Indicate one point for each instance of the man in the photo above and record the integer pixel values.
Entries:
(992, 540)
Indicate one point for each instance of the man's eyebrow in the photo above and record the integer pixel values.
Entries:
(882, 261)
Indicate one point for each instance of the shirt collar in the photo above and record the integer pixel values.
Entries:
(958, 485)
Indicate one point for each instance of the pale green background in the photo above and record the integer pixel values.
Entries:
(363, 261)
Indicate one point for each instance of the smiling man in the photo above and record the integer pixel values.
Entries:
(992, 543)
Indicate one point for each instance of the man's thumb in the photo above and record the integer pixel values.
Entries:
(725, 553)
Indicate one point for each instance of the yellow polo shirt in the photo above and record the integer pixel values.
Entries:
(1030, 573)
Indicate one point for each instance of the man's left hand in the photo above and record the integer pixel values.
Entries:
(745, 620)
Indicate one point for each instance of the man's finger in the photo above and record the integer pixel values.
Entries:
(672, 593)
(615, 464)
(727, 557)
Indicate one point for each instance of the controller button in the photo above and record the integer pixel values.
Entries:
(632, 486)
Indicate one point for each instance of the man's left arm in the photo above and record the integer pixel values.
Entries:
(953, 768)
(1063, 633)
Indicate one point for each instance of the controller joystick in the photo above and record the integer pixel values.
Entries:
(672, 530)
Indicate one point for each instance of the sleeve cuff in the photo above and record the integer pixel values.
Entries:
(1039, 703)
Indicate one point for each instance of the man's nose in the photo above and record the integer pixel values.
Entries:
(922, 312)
********
### Your task
Lines holding the word "shirt" are the answer; copy each one from the records above.

### Output
Indicate one point for each instance of the shirt collar in the photo above and record the integer pixel values.
Indicate one point for each instance of the yellow polo shirt in the photo above and record the integer pixel values.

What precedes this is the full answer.